**TAREAS:**
1. Enumere todas las figuras políticas que el fragmento mostrado menciona por su nombre.
2. Edite el fragmento mostrado de "Justamente hace poco" a "se propinan mutuamente." y sustituya "multitud" por "muchedumbre".
3. Prosiga el fragmento sobre los partidos, el gobierno y el pueblo a partir del punto en que termina.

**FRAGMENTO MOSTRADO:**

Por otra parte, comprended bien que -y no es ciencia en
absoluto, sino la pura y simple verdad-, si el mal hubiera venido únicamente de
los reaccionarios, si los revolucionarios hubieran podido hacer vuestra fortuna,
seríais riquísimos. Porque todos los gobiernos, de Robespierre a Marat -sus
almas ante Dios estén-, fueron revolucionarios; esta Asamblea que tenéis aquí,
ante vuestros ojos, también se compone totalmente de revolucionarios. Nadie ha
sido más revolucionario que el señor Thiers, el administrador de Nuestra Señora
de Loreto. El señor Montalembert ha pronunciado discursos tales sobre la
libertad absoluta que nadie podría hacerlos mejor. El señor Brryer ha conspirado
desde 1830 hasta 1848. El señor Bonaparte ha hecho revoluciones por escrito, con
las palabras y con las acciones; y no hablo de la Convención de la Montaña,
cenáculo que por muchos meses ha tenido en sus manos los medios de gobierno para
cubriros de un manto de opulencia. Todos los hombres han sido revolucionarios
hasta que han formado parte del gobierno; pero también todos, cuando han formado
parte del mismo, han sofocado la revolución. Yo mismo, si un día se os ocurriera
entregarme el gobierno y si, en un momento de olvido o de vértigo, en vez de
sentir piedad y desprecio por vuestra estupidez, aceptase el título de amparador
del robo que habéis perpetrado contra vosotros mismos, ¡os juro por Dios que os
las haría ver negras! ¿No os bastan las experiencias que habéis tenido? Sois
bien duros de mollera.
Justamente hace poco que habéis
erigido un gobierno blanco cuyo único objetivo -y no podríais reprochárselo- es
desembarazarse de los rojos. Si mañana hacéis un gobierno rojo, su único
objetivo -¡y estaría bueno que lo encontráseis incorrecto!- será desembarazarse
de los blancos. Pero los blancos no se vengan de los rojos ni los rojos de los
blancos más que a golpes de leyes prohibitivas y opresivas. ¿Y sobre quién pesan
estas leyes? Sobre aquéllos que no son ni rojos ni blancos, o que son, a sus
expensas, tanto rojos como blancos; sobre la multitud que no tiene ninguna
culpa; así es que el pueblo está totalmente magullado por los golpes de maza que
los partidos se propinan mutuamente.
Yo no critico al
gobierno. Éste ha sido creado para gobernar y gobierna. Usa de su derecho y,
haga lo que haga, opino que cumple con su deber. El voto, al darle el poder,
implícitamente le ha manifestado: el pueblo es perverso, vuestra es la rectitud;
aquél es pasional, a vos corresponde la moderación; aquél es estúpido, vos
inteligente. El voto, que ha dicho esto a la mayoría actual, al presidente en
funciones, volvería a decirlo -porque no puede decir otra cosa- a una mayoría
cualquiera y a cualquier presidente.

**EXTRACTOS DE REGISTROS:**
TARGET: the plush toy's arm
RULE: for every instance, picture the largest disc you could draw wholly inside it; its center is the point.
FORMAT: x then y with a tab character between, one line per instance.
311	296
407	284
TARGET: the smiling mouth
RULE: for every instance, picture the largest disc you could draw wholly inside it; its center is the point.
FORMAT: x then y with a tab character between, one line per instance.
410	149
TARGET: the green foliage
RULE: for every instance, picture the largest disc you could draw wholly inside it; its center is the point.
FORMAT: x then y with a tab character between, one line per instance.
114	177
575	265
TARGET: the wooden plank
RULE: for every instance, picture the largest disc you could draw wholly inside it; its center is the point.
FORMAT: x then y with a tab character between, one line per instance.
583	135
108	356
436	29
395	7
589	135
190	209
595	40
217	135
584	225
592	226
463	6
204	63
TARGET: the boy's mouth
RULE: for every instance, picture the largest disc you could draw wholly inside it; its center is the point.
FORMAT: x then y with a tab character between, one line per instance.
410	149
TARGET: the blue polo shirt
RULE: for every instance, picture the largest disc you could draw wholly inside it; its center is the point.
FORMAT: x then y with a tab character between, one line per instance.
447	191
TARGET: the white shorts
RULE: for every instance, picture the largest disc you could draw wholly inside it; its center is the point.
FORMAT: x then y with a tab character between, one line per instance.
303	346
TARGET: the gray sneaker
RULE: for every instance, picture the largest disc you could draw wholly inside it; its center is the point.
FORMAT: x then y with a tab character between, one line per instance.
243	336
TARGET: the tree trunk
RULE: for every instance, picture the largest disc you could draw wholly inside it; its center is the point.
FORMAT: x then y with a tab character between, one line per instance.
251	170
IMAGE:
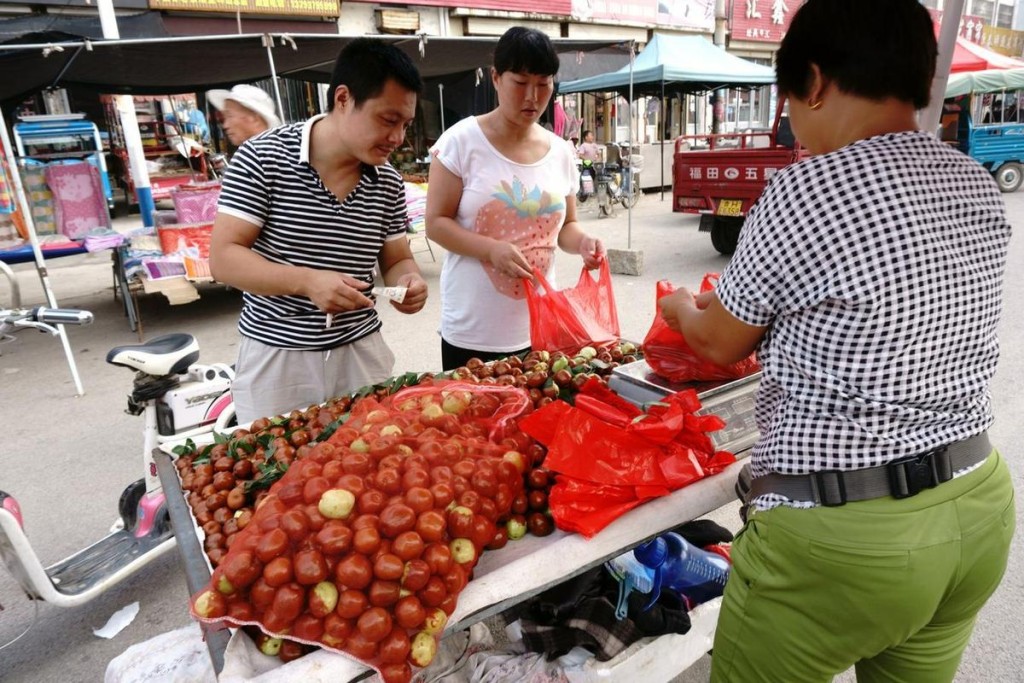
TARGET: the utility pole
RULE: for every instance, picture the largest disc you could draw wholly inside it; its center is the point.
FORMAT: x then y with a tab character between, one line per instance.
129	125
719	109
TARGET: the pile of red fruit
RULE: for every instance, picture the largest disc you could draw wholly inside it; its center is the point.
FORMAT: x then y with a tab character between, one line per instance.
365	544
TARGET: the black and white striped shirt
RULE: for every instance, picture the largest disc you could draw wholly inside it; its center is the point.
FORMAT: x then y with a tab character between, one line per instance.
879	268
271	184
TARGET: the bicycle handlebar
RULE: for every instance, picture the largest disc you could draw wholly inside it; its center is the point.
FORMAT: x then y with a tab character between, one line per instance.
61	315
41	315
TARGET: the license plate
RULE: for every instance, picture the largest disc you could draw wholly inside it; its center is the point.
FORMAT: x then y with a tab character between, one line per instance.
730	208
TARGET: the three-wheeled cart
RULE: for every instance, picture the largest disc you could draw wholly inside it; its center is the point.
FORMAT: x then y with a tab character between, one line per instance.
525	567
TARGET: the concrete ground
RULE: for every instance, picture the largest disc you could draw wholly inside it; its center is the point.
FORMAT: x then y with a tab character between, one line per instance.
67	459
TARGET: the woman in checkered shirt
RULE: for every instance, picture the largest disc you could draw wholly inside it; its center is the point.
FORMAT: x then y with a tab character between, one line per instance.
868	278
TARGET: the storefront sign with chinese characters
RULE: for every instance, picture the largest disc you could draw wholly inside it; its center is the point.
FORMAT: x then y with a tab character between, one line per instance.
282	7
762	20
553	7
696	14
971	27
1004	41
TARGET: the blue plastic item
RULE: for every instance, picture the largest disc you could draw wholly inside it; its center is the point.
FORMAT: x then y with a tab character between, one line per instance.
632	577
678	565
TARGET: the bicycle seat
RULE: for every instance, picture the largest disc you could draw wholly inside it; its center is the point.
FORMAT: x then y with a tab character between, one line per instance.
169	354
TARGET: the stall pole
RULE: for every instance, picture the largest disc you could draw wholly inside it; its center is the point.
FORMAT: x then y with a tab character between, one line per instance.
129	126
662	118
268	44
30	224
440	98
629	167
930	116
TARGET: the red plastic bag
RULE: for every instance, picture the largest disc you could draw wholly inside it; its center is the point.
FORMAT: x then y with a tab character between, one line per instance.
610	457
570	318
670	356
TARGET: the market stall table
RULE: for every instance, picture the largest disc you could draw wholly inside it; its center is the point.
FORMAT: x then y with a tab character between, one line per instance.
526	567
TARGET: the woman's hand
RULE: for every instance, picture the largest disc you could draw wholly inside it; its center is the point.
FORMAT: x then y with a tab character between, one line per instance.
673	304
507	258
592	251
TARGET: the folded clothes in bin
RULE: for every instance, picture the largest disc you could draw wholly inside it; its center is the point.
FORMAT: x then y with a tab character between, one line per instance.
197	204
193	239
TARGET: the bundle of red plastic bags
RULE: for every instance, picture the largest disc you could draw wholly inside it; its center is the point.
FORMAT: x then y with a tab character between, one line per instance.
670	356
364	546
610	456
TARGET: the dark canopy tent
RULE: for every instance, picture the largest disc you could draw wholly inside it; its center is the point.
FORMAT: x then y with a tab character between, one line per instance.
675	66
183	65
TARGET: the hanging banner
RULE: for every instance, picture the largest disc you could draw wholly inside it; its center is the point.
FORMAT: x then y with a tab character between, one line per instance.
554	7
279	7
692	14
762	20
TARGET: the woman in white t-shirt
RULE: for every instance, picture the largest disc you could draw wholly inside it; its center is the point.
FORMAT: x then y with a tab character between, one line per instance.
501	197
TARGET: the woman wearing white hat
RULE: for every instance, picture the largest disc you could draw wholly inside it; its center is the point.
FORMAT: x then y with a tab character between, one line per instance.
247	111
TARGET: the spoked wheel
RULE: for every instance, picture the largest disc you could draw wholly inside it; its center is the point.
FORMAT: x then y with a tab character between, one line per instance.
725	233
1009	176
19	611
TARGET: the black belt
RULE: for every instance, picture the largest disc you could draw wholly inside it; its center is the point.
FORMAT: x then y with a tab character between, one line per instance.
900	478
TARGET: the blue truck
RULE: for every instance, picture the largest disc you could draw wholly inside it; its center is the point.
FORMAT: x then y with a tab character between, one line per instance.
983	116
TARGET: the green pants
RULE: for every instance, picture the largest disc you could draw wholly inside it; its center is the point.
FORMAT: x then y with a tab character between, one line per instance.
890	586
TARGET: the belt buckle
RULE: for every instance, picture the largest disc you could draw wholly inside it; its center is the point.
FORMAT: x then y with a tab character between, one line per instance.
824	483
911	475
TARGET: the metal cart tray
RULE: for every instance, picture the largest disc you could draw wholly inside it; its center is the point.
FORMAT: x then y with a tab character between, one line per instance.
525	567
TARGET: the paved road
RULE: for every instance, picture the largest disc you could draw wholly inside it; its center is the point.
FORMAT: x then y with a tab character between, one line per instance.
67	459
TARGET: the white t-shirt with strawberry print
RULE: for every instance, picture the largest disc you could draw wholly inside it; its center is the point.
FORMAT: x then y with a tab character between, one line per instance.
524	204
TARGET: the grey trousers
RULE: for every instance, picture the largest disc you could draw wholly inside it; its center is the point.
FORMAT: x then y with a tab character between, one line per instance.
270	381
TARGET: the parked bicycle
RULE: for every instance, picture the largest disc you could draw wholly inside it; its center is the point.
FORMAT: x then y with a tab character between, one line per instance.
620	183
178	398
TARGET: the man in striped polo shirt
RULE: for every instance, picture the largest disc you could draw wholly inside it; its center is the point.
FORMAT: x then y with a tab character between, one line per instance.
306	212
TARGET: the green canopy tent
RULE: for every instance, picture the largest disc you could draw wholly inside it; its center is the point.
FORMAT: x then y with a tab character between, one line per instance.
677	66
990	80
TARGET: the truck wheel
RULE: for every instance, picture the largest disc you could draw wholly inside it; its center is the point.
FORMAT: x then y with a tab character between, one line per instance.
1009	176
725	233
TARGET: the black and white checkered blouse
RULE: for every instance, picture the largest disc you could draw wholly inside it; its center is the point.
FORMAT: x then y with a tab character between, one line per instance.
878	269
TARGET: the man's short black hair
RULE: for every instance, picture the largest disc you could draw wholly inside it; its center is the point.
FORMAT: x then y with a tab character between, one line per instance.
870	48
523	50
365	67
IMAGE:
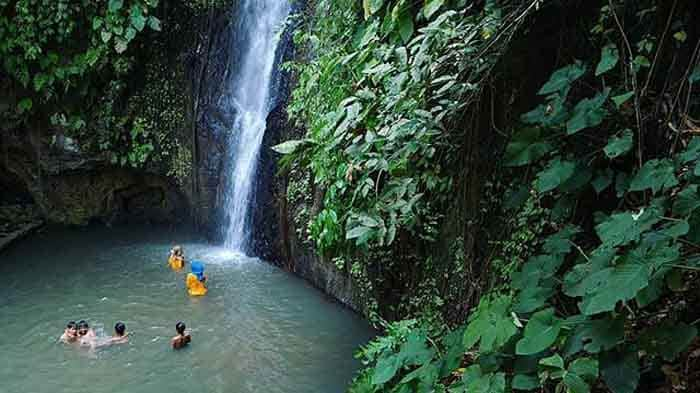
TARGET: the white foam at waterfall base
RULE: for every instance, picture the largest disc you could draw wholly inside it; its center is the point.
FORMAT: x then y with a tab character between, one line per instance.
262	22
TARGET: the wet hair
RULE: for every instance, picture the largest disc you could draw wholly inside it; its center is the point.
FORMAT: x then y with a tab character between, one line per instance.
83	327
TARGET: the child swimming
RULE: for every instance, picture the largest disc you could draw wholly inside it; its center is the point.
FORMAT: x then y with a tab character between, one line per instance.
182	339
70	333
176	260
120	334
196	280
85	334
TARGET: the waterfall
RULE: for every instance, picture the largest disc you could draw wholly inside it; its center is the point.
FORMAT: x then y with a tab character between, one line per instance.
259	31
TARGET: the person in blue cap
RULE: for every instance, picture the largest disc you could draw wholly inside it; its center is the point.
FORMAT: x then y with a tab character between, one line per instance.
196	280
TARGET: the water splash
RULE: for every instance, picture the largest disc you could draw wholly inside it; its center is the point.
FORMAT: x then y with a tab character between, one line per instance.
260	29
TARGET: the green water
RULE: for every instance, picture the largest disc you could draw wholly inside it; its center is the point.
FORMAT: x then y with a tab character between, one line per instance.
258	330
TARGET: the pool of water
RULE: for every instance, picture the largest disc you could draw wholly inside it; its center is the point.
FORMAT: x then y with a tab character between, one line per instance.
258	330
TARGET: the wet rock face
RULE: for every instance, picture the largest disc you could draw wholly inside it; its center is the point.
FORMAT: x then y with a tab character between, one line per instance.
211	71
67	187
209	65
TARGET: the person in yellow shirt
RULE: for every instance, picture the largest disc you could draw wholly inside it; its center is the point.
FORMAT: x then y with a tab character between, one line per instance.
196	280
177	258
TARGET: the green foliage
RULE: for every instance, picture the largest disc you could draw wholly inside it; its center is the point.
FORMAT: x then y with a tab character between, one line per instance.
581	308
53	48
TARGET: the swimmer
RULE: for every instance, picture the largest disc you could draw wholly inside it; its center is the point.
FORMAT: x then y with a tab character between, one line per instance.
120	334
182	339
196	280
176	260
70	333
85	333
120	337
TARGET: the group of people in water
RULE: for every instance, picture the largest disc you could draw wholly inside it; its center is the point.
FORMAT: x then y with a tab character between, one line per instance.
82	334
195	280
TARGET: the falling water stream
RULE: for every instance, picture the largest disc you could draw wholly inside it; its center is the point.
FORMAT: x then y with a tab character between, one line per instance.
260	28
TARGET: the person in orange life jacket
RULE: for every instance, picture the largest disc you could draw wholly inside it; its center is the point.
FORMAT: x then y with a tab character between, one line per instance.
176	260
196	280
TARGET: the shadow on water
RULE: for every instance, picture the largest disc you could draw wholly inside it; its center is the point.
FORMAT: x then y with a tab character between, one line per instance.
258	330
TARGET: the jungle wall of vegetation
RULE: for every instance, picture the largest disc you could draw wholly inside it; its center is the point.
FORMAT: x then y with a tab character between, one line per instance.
512	186
96	109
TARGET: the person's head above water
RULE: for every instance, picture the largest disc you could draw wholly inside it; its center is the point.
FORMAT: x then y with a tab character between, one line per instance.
120	328
180	328
71	329
83	327
198	270
177	250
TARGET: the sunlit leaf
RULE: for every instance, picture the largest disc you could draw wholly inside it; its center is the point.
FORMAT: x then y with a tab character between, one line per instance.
540	333
431	6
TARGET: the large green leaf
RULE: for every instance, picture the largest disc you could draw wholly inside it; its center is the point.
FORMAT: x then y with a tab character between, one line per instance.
611	285
386	368
289	147
579	374
540	333
431	6
491	323
656	175
556	173
622	228
619	145
589	112
371	7
138	20
609	57
601	334
527	146
620	371
415	351
562	78
115	5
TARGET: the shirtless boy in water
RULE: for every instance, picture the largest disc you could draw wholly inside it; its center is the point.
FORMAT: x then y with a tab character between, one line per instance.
85	334
182	339
70	334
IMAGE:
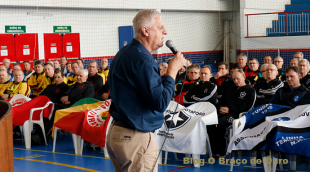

**SOLUCIONES:**
1. Robespierre, Marat, Thiers, Montalembert, Brryer, Bonaparte

2.
Justamente hace poco que habéis
erigido un gobierno blanco cuyo único objetivo -y no podríais reprochárselo- es
desembarazarse de los rojos. Si mañana hacéis un gobierno rojo, su único
objetivo -¡y estaría bueno que lo encontráseis incorrecto!- será desembarazarse
de los blancos. Pero los blancos no se vengan de los rojos ni los rojos de los
blancos más que a golpes de leyes prohibitivas y opresivas. ¿Y sobre quién pesan
estas leyes? Sobre aquéllos que no son ni rojos ni blancos, o que son, a sus
expensas, tanto rojos como blancos; sobre la muchedumbre que no tiene ninguna
culpa; así es que el pueblo está totalmente magullado por los golpes de maza que
los partidos se propinan mutuamente.

3.
Por tanto,
gracias al voto y a lo que consigo trae, el pueblo se pone en cuerpo y bienes a
merced de sus elegidos para que éstos usen y abusen de la libertad y la fortuna
que se les otorgan; entregada sin reservas, la autoridad no tiene límites.
Diréis: ¡Pero la probidad! ¡Pero la discreción! ¡Pero el
honor!...Humo. Vosotros hacéis sentimentalismos cuando es necesario hacer
números. Si invertís vuestros intereses sobre conciencias, invertís a fondo
perdido: la conciencia es un utensilio a válvula.
Refelxionad un instante sobre lo que hacéis. Vosotros os
amontonáis en torno a un hombre como alrededor de una reliquia; besáis el borde
de su manto; lo aclamáis hasta la sordera; lo cubrís de regalos; repletáis sus
bolsillos de oro; os despojáis, en su provecho, de todas vuestras riquezas; le
decís: Sed libre por encima de los libres, opulento por encima de los opulentos,
fuerte por encima de los fuertes, justo por encima de los justos. ¿Y os
imagináis que a continuación podréis controlar el uso que hace de vuestros
regalos? ¿Os permitís criticar esto, desaprobar aquello, calcular sus gastos y
pedirle cuentas? ¿Qué cuentas queréis que os rinda? ¿Habéis extendido la factura
de lo que le habéis dado? ¿Vuestra contabilidad está en déficit? Y bien: no
tenéis títulos contra él, la cuenta que queréis presentar no tiene base, no se
os debe nada.
¡Ahora gritáis, hacéis ruido, amenazáis!
Es un afán inútil. Vuestro deudor es vuestro dueño: inclinaos y pasad.
En los cuentos bíblicos se dice que Esaú vendió su
derecho de primogenitura por un plato de lentejas. Los franceses lo hacen aún
mejor: regalan su derecho de primogenitura y junto con él las lentejas.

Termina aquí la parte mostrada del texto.